# 文档段落:
+ + + + +

Lists S and T consist of the same number of positive integers. Is the median of the integers in S greater than the average (arithmetic mean) of the integers in T?
(1)The integers in S are consecutive even integers, and the integers in T are consecutive odd integers.
(2) The sum of the integers in S is greater than the sum of the integers in T.
A. Statement (1) ALONE is sufficient, but statement (2) alone is not sufficient.
B. Statement (2) ALONE is sufficient, but statement (1) alone is not sufficient.
C. BOTH statements TOGETHER are sufficient, but NEITHER statement ALONE is sufficient.
D. EACH statement ALONE is sufficient.

+ + + + +

# 记录摘录:

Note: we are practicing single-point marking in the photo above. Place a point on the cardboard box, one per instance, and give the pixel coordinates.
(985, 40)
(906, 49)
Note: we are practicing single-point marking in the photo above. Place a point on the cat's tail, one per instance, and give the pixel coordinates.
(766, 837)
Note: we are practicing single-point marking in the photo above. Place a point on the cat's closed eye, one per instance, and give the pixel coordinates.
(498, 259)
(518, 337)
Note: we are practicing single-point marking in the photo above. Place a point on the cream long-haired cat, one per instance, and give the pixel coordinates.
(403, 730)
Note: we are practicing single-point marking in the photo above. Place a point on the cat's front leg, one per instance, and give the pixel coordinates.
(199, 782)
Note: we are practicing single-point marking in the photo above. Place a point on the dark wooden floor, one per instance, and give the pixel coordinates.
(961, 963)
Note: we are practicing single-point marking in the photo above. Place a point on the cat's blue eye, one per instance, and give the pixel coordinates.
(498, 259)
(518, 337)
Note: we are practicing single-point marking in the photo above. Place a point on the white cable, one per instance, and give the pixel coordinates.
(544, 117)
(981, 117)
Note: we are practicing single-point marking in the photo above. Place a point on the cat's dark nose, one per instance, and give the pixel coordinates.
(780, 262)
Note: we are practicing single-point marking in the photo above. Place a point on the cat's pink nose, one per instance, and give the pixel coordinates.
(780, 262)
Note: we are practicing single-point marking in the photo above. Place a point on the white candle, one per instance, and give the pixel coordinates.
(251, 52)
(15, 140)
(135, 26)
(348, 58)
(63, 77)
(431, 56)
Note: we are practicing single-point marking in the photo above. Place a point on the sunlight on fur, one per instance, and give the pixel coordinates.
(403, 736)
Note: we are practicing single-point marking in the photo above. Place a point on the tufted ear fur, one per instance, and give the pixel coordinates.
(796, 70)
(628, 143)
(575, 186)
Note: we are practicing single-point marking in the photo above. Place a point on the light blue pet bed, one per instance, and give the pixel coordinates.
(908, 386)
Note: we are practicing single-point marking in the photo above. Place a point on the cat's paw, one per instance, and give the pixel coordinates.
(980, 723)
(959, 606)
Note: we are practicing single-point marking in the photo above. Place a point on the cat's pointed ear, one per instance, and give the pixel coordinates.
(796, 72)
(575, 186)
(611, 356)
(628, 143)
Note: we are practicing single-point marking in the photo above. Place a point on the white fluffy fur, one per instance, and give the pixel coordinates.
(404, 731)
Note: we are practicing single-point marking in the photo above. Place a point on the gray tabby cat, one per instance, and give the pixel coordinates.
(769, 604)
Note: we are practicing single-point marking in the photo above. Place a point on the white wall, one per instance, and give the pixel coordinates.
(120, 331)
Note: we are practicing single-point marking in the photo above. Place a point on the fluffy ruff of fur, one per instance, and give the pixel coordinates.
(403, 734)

+ + + + +

# 任务说明:
把文档段落中“B. Statement (2)”和“EACH statement ALONE is sufficient.”之间的文字（两端都算在内）照录一遍，并把其中的“TOGETHER”替换成“JOINTLY”。

# 任务答案:
B. Statement (2) ALONE is sufficient, but statement (1) alone is not sufficient.
C. BOTH statements JOINTLY are sufficient, but NEITHER statement ALONE is sufficient.
D. EACH statement ALONE is sufficient.